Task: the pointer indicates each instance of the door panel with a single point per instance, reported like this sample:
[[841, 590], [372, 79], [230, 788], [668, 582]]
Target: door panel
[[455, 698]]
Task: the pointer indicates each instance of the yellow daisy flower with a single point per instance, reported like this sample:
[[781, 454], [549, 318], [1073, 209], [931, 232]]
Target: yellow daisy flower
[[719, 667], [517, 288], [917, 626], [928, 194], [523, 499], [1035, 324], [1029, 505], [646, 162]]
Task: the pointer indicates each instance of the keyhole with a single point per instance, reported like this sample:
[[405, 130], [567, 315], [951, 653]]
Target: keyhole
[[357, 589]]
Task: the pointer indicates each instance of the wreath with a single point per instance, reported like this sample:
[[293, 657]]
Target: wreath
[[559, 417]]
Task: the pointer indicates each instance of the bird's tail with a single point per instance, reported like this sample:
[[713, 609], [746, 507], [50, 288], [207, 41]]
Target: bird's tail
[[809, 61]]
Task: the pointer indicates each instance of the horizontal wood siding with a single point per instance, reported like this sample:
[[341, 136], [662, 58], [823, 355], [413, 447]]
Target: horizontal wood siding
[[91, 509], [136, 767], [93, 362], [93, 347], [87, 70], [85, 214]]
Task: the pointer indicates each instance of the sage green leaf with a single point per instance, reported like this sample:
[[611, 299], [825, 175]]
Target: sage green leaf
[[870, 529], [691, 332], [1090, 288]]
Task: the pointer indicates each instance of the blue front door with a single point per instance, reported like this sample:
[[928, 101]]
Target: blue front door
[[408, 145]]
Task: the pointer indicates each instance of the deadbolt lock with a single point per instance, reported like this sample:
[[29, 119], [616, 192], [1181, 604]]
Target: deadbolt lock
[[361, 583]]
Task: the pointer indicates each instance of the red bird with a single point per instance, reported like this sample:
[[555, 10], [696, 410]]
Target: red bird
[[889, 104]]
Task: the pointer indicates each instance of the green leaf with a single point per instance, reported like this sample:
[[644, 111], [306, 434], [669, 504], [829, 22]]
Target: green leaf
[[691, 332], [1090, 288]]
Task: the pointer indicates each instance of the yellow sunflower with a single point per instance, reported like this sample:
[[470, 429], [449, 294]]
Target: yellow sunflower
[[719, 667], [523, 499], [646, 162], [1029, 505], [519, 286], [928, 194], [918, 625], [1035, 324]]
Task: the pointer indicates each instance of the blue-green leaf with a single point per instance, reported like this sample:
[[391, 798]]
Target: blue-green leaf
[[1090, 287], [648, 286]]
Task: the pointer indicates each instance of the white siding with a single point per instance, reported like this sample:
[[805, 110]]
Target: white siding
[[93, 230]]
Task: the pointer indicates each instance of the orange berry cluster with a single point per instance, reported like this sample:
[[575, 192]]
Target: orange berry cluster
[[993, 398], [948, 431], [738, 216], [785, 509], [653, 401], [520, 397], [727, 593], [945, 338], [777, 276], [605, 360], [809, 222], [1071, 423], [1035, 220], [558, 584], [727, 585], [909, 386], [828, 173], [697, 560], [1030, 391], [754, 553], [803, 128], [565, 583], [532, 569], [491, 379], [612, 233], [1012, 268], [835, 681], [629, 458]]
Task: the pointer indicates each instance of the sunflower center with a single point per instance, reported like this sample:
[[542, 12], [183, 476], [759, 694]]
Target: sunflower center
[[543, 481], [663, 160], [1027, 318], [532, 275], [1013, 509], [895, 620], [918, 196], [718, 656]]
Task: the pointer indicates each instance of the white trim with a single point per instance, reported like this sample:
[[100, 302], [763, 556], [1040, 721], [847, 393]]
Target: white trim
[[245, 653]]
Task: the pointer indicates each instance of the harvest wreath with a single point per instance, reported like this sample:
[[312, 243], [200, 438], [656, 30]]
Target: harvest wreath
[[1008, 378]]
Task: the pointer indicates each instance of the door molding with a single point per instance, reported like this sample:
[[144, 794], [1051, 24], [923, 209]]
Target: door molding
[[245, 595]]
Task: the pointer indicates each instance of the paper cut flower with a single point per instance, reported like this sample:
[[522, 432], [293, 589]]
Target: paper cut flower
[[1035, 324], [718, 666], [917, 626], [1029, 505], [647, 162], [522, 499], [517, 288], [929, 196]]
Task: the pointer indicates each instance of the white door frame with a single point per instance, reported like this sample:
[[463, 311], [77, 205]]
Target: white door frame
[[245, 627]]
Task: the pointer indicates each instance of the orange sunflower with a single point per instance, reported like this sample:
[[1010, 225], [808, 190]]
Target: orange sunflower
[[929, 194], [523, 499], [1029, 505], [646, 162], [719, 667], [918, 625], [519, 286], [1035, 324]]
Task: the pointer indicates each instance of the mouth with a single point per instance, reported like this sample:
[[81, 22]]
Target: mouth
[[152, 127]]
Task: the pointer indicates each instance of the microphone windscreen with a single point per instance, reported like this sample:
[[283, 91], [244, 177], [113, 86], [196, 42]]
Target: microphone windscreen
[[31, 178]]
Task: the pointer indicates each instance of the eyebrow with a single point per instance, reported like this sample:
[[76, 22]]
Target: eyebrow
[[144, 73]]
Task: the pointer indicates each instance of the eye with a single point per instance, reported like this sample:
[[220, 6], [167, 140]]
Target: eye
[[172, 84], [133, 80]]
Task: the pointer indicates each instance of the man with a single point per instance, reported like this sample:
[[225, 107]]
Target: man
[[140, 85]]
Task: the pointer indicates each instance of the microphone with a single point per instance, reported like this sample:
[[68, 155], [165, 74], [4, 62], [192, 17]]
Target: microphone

____________

* **Given request**
Could you copy the material above word for word, reproducing every line from start to finish without changing anything?

* **Response to the task**
Task: the pointer indicates each instance of the door panel with a single point per instance, reported like this sample:
[[841, 590], [372, 79], [230, 788], [668, 582]]
Target: door panel
[[455, 698]]
Task: the pointer indicates each instance of the yellow daisy flower with a single point per instance, reported like this sample:
[[781, 454], [549, 318], [1073, 209], [931, 232]]
Target: yellow daisy flower
[[719, 667], [517, 288], [917, 626], [928, 194], [523, 499], [1035, 324], [1029, 505], [646, 162]]
Task: the pointer indicates each instance of the keyhole with a single point per instance, reported like this sample:
[[405, 130], [567, 315], [951, 653]]
Target: keyhole
[[357, 589]]
Task: the pointer indicates each instance of the wreath with a single point per instance, reported like this sample:
[[293, 657]]
Target: wreath
[[559, 417]]
Task: the pointer indicates each instance of the bird's tail with a single point per instance, reported like this sample:
[[713, 609], [746, 507], [50, 288], [207, 41]]
Target: bird's tail
[[809, 61]]
Task: the pointer indicates each instance of the horizontal wood siding with a single point per instance, reported like this sample:
[[341, 136], [662, 58], [823, 355], [413, 447]]
Target: horizontal wood siding
[[91, 509], [136, 767], [93, 362], [93, 347], [87, 70], [85, 214]]
Task: the pointer indicates each instance of the sage green leaf with a single point per instance, reported like this sample:
[[611, 299], [825, 175]]
Target: sage green leaf
[[870, 529], [691, 332], [1090, 288]]
Task: the pointer indicates each instance of the blue front door with a single point per instance, reported like this sample:
[[928, 101]]
Target: blue front door
[[408, 145]]
Task: the pointer indicates each instance of the deadbolt lock with a single point per instance, reported like this sample:
[[29, 119], [616, 192], [1181, 604]]
Target: deadbolt lock
[[361, 583]]
Task: the pointer indicates each instance of the red bird with a single point per instance, reported like this sample:
[[555, 10], [696, 410]]
Target: red bird
[[889, 104]]
Task: the pointer indicates each instance of the green leaf with a single point per instance, reported like this sample:
[[644, 111], [306, 434], [669, 504], [829, 22]]
Target: green leaf
[[691, 332], [1090, 288]]
Task: the pointer indicates each instance of the yellow sunflower with a single point per instance, reported like this sample:
[[470, 429], [449, 294]]
Target: yellow sunflower
[[719, 667], [523, 499], [646, 162], [1029, 505], [519, 286], [928, 194], [918, 625], [1035, 324]]
Task: the pointer indicates each instance of the blue-green leaf with a single point per instance, reported like this sample:
[[391, 798]]
Target: blue-green leaf
[[1090, 287], [648, 286]]
Task: the pointer indicates each instance of the white siding with a single point per instance, reported like this sample:
[[805, 110]]
Target: white siding
[[93, 230]]
Task: the pointer indicates each instance of the orange berry cluster with a single point per instance, reported like this sample:
[[575, 192]]
Target: orange berry cluster
[[993, 398], [948, 431], [738, 216], [785, 509], [653, 401], [520, 397], [727, 593], [945, 338], [777, 276], [605, 360], [809, 222], [1071, 423], [1035, 220], [558, 584], [727, 585], [909, 386], [828, 173], [697, 560], [1030, 391], [754, 553], [803, 128], [565, 583], [532, 569], [491, 379], [612, 233], [1012, 268], [835, 681], [629, 458]]
Task: the pointer indicates each instance of the sunflower center with a single point per instance, reported like this sample:
[[542, 12], [183, 476], [759, 694]]
Target: sunflower center
[[543, 481], [663, 160], [1027, 318], [532, 275], [1013, 509], [895, 620], [918, 196], [718, 656]]
Task: the pointer indicates each instance of the white trim with a single point per instance, reported like this sample:
[[100, 302], [763, 556], [1040, 721], [847, 393]]
Target: white trim
[[245, 653]]
Task: the pointer indicates each instance of the harvest wreath with a single point per instance, reported like this sample:
[[312, 243], [200, 438], [656, 30]]
Target: harvest wreath
[[1008, 378]]
Task: the pointer indicates each instance of the door molding with a single point per instance, reported like this sample:
[[144, 794], [1051, 24], [923, 209]]
Target: door molding
[[245, 595]]
Task: the pointer indicates each instance of the paper cut flower with a single point per instance, reported like this sample:
[[522, 432], [293, 589]]
Target: paper cut flower
[[1035, 324], [718, 666], [917, 626], [1029, 505], [647, 162], [522, 499], [517, 288], [929, 196]]
Task: the pointer indicates each instance of the white door frame with a single point per instance, reported like this sample:
[[463, 311], [77, 205]]
Target: white door frame
[[245, 627]]
Task: the pointer indicates each instance of the orange sunflower with a single point per instance, reported like this sample:
[[1010, 225], [808, 190]]
Target: orange sunflower
[[929, 194], [523, 499], [1029, 505], [646, 162], [719, 667], [918, 625], [519, 286], [1035, 324]]
Task: the pointer indicates each instance of the mouth with a single point per instance, reported like this sample:
[[81, 22]]
Target: mouth
[[152, 127]]
Task: the pointer indicates each instance of the microphone windscreen with a single point per instance, reported like this sample:
[[283, 91], [244, 177], [113, 86], [196, 42]]
Target: microphone windscreen
[[31, 178]]
Task: the pointer indicates each instance of the eyebrow with a single point per instance, reported like this sample:
[[76, 22]]
Target: eyebrow
[[144, 73]]
Task: the pointer indicates each instance of the eye with a single point per instance, reported like this sample:
[[220, 6], [167, 140]]
Target: eye
[[172, 84], [133, 80]]
Task: the pointer indicates each instance of the man with a single point per instance, reported like this sample:
[[225, 107]]
Target: man
[[140, 85]]
Task: the pointer indicates each instance of the microphone with a single point per instance, reported like this sample:
[[68, 155], [165, 74], [4, 62], [192, 17]]
Target: microphone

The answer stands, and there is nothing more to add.